## SHORT PROBLEM
Copy out each of the records below word for word, leaving the pictures out.

## DATASET ENTRIES
------------
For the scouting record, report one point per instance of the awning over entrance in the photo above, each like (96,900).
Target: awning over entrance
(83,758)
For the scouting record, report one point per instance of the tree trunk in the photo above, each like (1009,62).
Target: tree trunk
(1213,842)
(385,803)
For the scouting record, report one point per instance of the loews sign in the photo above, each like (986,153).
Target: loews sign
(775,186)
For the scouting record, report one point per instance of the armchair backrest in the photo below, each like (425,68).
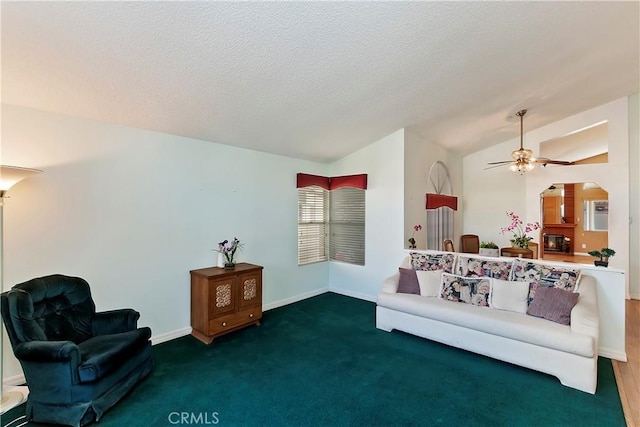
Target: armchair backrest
(50,308)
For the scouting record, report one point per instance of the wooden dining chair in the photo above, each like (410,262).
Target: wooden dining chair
(447,245)
(470,244)
(534,247)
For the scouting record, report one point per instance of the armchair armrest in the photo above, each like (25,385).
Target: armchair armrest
(47,351)
(114,321)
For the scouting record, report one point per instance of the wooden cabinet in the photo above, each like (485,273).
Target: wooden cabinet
(223,301)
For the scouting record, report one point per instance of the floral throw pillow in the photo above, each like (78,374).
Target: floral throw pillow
(478,267)
(468,290)
(431,262)
(538,275)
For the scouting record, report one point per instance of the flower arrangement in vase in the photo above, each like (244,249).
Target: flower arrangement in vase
(520,230)
(228,249)
(603,254)
(412,240)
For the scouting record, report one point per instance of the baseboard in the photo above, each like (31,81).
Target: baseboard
(168,336)
(611,354)
(291,300)
(353,294)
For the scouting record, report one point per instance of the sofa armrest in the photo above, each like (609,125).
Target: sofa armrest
(390,284)
(115,321)
(47,351)
(584,315)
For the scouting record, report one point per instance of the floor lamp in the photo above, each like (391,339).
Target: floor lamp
(9,175)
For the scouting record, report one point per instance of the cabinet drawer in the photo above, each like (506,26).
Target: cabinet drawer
(232,321)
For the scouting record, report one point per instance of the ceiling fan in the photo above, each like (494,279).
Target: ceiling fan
(521,159)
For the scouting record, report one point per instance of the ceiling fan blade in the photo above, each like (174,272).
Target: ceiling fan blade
(500,163)
(544,161)
(496,166)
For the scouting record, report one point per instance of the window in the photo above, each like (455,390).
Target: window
(331,219)
(346,224)
(313,216)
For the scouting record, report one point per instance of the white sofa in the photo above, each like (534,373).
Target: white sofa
(569,352)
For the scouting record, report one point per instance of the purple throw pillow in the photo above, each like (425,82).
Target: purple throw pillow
(553,304)
(408,282)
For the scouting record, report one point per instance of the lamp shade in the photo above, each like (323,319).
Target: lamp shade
(10,175)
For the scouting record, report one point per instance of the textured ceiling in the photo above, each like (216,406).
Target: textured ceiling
(319,80)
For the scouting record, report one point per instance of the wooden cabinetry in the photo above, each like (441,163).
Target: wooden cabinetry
(223,301)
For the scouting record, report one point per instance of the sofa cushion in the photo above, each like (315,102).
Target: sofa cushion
(553,304)
(510,296)
(408,281)
(540,274)
(429,282)
(507,324)
(104,353)
(482,267)
(469,290)
(423,261)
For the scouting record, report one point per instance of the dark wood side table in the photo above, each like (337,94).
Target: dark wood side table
(223,301)
(517,252)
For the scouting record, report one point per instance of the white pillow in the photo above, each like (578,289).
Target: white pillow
(509,296)
(429,282)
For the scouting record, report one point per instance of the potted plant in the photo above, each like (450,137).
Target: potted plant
(489,249)
(604,254)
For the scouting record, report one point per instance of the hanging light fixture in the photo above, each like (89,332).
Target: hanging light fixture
(522,159)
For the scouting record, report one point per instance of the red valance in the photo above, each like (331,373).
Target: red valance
(333,183)
(435,201)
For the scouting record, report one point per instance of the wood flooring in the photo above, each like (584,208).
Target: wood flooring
(628,374)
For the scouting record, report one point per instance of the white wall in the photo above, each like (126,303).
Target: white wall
(489,193)
(419,156)
(132,211)
(634,195)
(383,162)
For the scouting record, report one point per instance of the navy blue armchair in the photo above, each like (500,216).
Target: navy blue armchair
(77,363)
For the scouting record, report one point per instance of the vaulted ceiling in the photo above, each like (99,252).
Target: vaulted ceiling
(319,80)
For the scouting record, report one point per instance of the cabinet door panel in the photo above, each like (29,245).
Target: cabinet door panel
(222,297)
(250,289)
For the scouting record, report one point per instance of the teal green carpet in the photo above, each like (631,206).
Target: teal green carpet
(322,362)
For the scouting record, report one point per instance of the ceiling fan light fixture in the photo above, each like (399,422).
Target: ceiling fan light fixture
(522,159)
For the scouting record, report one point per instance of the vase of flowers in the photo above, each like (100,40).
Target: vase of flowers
(519,230)
(412,240)
(228,249)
------------
## FINAL ANSWER
For the scouting record, report one point per instance of the awning over entrance in the photo above, each like (96,900).
Target: awning over entrance
(83,758)
For the scouting record, report one point per instance of the tree trunk in the photo above, each like (1009,62).
Target: tree trunk
(1213,842)
(385,803)
For the scouting record, report one point per instance of the loews sign in the photo above, each like (986,153).
Target: loews sign
(775,186)
For the scouting record, report one point per instance of the armchair backrest in the photo below, each like (425,68).
Target: armchair backrest
(50,308)
For the scouting record, report one point per instance of the wooden dining chair in the photo above, each like (410,262).
Target: wooden dining chair
(447,245)
(470,244)
(534,247)
For the scouting record, report one point per instance of the armchair armrest in the photo above, each like (25,385).
Target: armchair armrest
(47,351)
(114,321)
For the scouting record, report one point per instance of the wooden cabinet in the photo above, each like (485,273).
Target: wooden cabinet
(223,301)
For the scouting record, report one point per instance of the floral throw pillow in the photo above, each like (78,374).
Target: floral throw pillow
(478,267)
(468,290)
(431,262)
(538,275)
For the scouting record, report one point per instance of the flower arrangement in vase in the photo above, each like (244,249).
Target: flower arrangement in vase
(520,230)
(228,249)
(603,254)
(412,240)
For the scouting record, report one point per instance of the baseboard in the photo above, each like (31,81).
Target: baseboard
(168,336)
(611,354)
(291,300)
(353,294)
For the scouting record, report one point per instance of the sofa armrest in the photo above, each like (609,125).
Target: sofa armrest
(390,284)
(115,321)
(47,351)
(584,315)
For the scouting record, report one point per instance of the floor lamp in the photo above, each like (391,339).
Target: floor lamp
(9,175)
For the scouting record, report one point per instance of the cabinet drawer in the photo above, each like (506,26).
Target: cabinet drawer
(232,321)
For the scouting record, report one point per instance of the ceiling fan in the photo above, each like (494,279).
Target: ceiling fan
(521,159)
For the scouting record, report one point per instance of the ceiling fan blade in the photo above, each like (174,272).
Target: ceiling fan blade
(500,163)
(544,161)
(496,166)
For the scouting record, report one point per instance of the window in the photo above, each like (455,390).
Target: window
(331,219)
(346,224)
(313,216)
For the scouting record, report one point per instance of the white sofa in the photo above, each like (534,373).
Target: white sofa
(569,352)
For the scouting record, report one point per instance of the purple throw pillow in the photo above, each like (425,82).
Target: purple throw pillow
(553,304)
(408,282)
For the scouting record, report one point per instance of the lamp shade in the photo above, each like (323,319).
Target: lamp shade
(10,175)
For the scouting record, report one point per instance of the textured ceiling in the photo above, each like (216,406).
Target: textured ceiling
(319,80)
For the scouting record, report one point per instance of the wooden cabinetry in the photo above, each like (441,163).
Target: wooden cabinetry
(223,301)
For the scouting record, report one point per instance of the sofa cushion in the photo above, each like (315,102).
Target: sofa cushion
(553,304)
(510,296)
(408,281)
(540,274)
(429,282)
(507,324)
(104,353)
(482,267)
(469,290)
(423,261)
For the scouting record, report one point per instance of the dark wood side table in the photo above, each like (337,94).
Target: dark wood side table
(223,301)
(517,252)
For the scouting record, report one point per instance of the white pillow in the photo above, each like (578,289).
Target: white pillow
(509,296)
(429,282)
For the scouting record, report one point per instance of the potted plant in the photo above, each like (450,137).
Target: potted plant
(489,249)
(604,254)
For the scouting record, report one point per instance of the hanging light fixture in the photo above, each like (89,332).
Target: hanging light fixture
(522,159)
For the scouting record, report one point per instance of the red valance in the photo above, each like (331,373).
Target: red valance
(333,183)
(435,201)
For the scouting record, report one point per instance of the wood flooring in the photo above, each like (584,208).
Target: wood flooring
(628,374)
For the scouting record, report one point per instance of the white wall in the photo above, each like (126,303).
Target: white wall
(489,193)
(419,156)
(132,211)
(634,195)
(383,162)
For the scouting record, report one point per instance of the navy blue armchair in the photo above, each like (500,216).
Target: navy blue armchair
(77,363)
For the scouting record, report one point per instance of the vaulted ceiling in the photo above, each like (99,252).
Target: vaulted ceiling
(319,80)
For the scouting record, report one point per instance of the cabinet door panel in the photo above, each like (29,245).
Target: cabinet door panel
(222,297)
(250,289)
For the scouting record, report one point per instance of the teal green carpet in the photo above, each like (631,206).
Target: teal green carpet
(322,362)
For the scouting record, report one point per instance of the ceiling fan light fixture in the photo above, each like (399,422).
Target: ceiling fan light fixture
(522,159)
For the scouting record, report one point per instance of the vase of flowers in the photo above, each like (100,40).
Target: vase of flowers
(519,230)
(412,240)
(228,249)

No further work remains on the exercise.